### PROBLEMAS A RESOLVER
**A.** Reproduza o trecho do texto sobre os transportes em São Paulo que começa em "Rua dos Trilhos, Quarta" e vai até "animal e trens.", incluindo este último.
**B.** Responda com base no texto sobre os transportes em São Paulo:
(i) Em que ano a energia elétrica começou a mover os primeiros bondes elétricos da cidade?
(ii) Com quantos ônibus a cidade conta em 2022?
(iii) Quantos quilômetros de vias públicas a cidade tem hoje?

### TEXTO DE LEITURA
__________________________________________________
Rua dos Trilhos, Quarta Parada, Rua do Tramway, Parada Inglesa, Ladeira Porto Geral, Parada de Taipas, ...Vários bairros e ruas de São Paulo ainda carregam as marcas dos modos e sistemas de transportes que fizeram sua história com barcas, tropas de mulas, carruagens, bondes de tração animal e trens.
Mas foi apenas em 1899, por meio da companhia canadense São Paulo Tramway Light & Power Company, que os capitais ingleses trouxeram a energia elétrica necessária para mover os primeiros bondes elétricos de São Paulo, uma rede de transporte que por volta de 1950 tinha centenas de quilômetros(1) e atendia a quase todas as regiões da cidade de então. O metrô foi proposto nos anos 1930, mas sua primeira linha somente foi iniciada tardiamente no final dos anos 1960, quando a cidade já reunia mais de cinco milhões de moradores. E sem trilhos, rendeu-se ao transporte sobre pneus. Surgiram as grandes obras viárias, para acolher mais e mais fuscas, romisetas, decavês, gordinis, galaxies e outras tantas marcas de carros que se reproduziam às pencas, além dos ônibus, que se tornaram a forma mais capilar de transporte urbano e permitiram a expansão da malha urbana paulistana. Naqueles anos, os ingênuos paulistanos acreditavam que São Paulo não podia mesmo parar.
Hoje, em 2022, a cidade de São Paulo conta com mais de 13 mil ônibus para sua circulação. Parece muito, mas cabe lembrar que o município tem uma área urbanizada de 950 km2 e sua população gira em torno de 12,3 milhões de habitantes, o que resulta em uma relação de um ônibus para cada mil habitantes. A frota total de veículos da cidade totaliza 8,9 mihões de unidades (Senatran, março de 2022), das quais mais de 7 milhões são carros e caminhonetes, e 1,3 milhão são motocicletas ou motonetas. Em resumo, cerca de 8,3 milhões de veículos destinam-se ao transporte individual motorizado, frota que simplesmente não cabe nos atuais 20 mil quilômetros de vias públicas.
__________________________________________________
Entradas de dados
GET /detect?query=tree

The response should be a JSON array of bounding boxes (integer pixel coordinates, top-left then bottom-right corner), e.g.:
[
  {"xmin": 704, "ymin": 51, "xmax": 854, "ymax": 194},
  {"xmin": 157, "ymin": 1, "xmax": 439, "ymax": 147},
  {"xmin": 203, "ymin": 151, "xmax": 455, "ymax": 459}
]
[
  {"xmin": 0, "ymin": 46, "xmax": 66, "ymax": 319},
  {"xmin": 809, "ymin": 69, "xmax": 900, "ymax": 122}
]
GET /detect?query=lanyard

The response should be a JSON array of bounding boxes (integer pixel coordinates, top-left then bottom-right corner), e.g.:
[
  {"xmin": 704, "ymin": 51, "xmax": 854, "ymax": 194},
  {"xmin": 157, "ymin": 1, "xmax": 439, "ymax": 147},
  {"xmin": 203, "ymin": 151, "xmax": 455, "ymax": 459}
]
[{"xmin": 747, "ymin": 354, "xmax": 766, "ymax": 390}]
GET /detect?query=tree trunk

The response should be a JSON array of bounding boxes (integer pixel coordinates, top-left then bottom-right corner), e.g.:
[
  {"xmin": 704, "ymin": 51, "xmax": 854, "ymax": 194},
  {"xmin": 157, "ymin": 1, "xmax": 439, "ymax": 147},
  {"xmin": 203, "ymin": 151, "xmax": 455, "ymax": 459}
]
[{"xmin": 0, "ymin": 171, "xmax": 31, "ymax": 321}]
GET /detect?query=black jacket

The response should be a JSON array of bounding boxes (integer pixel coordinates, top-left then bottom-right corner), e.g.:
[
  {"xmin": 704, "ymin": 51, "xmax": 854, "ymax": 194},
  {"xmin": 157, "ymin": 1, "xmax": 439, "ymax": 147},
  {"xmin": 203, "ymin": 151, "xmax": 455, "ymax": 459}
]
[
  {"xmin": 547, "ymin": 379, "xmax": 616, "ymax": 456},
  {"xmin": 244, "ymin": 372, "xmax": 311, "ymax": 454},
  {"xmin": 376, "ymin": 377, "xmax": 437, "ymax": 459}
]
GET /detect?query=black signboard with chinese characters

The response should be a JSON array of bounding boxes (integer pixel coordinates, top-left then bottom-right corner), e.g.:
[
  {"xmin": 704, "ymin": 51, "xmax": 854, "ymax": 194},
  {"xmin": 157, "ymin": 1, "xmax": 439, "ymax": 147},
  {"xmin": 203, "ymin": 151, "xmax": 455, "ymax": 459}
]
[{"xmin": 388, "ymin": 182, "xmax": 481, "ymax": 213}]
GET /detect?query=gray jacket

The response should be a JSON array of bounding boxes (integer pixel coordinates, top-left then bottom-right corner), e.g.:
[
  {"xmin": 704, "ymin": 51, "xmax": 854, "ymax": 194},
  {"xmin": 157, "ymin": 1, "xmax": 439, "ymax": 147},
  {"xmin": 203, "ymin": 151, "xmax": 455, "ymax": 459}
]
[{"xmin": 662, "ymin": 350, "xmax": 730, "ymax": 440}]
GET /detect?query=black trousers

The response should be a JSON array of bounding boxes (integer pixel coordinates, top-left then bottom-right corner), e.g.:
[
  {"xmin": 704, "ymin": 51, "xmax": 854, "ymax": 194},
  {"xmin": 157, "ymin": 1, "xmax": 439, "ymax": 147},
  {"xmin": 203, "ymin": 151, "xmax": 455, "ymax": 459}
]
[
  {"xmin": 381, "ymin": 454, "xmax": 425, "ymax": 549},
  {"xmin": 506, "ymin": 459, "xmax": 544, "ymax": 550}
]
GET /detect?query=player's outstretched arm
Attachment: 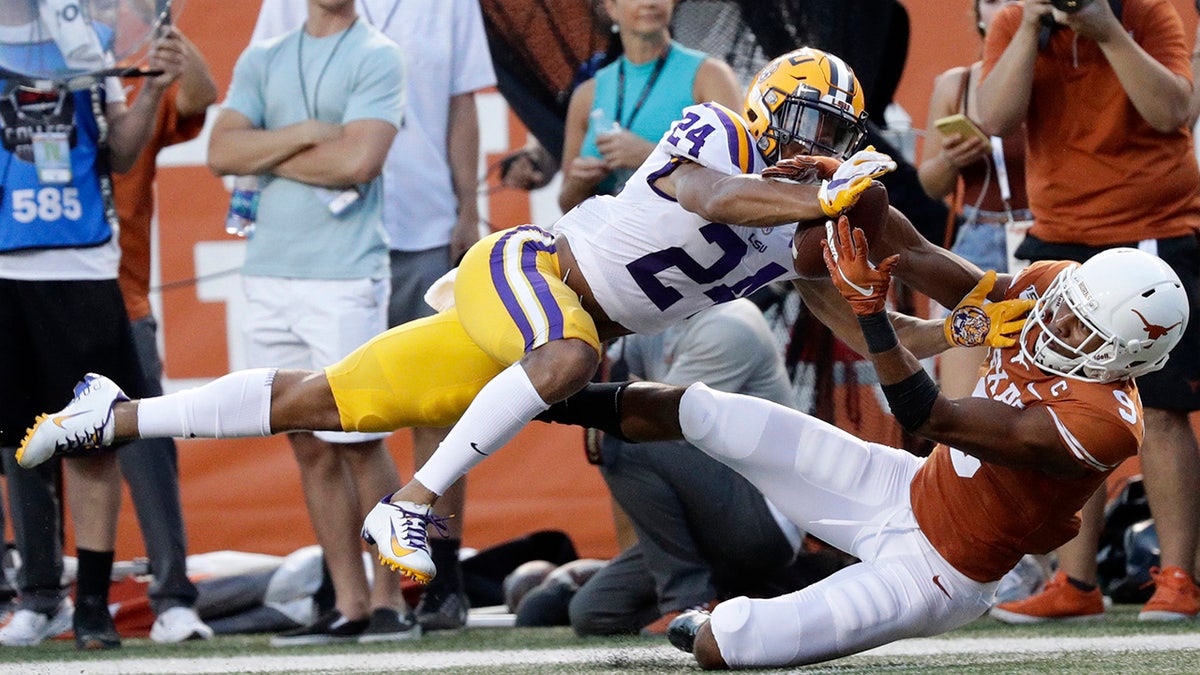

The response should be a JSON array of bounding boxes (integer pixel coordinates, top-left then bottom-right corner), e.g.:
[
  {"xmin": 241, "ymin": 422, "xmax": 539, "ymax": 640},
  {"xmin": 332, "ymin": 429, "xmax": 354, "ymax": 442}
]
[
  {"xmin": 654, "ymin": 161, "xmax": 824, "ymax": 227},
  {"xmin": 824, "ymin": 217, "xmax": 1087, "ymax": 476}
]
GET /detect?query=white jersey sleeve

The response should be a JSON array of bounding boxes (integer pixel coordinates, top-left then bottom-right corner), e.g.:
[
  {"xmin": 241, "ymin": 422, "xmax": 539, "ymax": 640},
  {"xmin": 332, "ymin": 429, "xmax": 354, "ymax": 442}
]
[{"xmin": 656, "ymin": 103, "xmax": 766, "ymax": 175}]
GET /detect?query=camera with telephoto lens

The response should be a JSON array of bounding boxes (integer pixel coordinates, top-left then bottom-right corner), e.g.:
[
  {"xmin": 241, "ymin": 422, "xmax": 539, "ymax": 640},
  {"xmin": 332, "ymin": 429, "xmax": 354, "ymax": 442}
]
__________________________________________________
### CONJUNTO DE RESPOSTAS
**A.**
Rua dos Trilhos, Quarta Parada, Rua do Tramway, Parada Inglesa, Ladeira Porto Geral, Parada de Taipas, ...Vários bairros e ruas de São Paulo ainda carregam as marcas dos modos e sistemas de transportes que fizeram sua história com barcas, tropas de mulas, carruagens, bondes de tração animal e trens.

**B.**
(i) Em 1899.
(ii) Mais de 13 mil ônibus.
(iii) 20 mil quilômetros.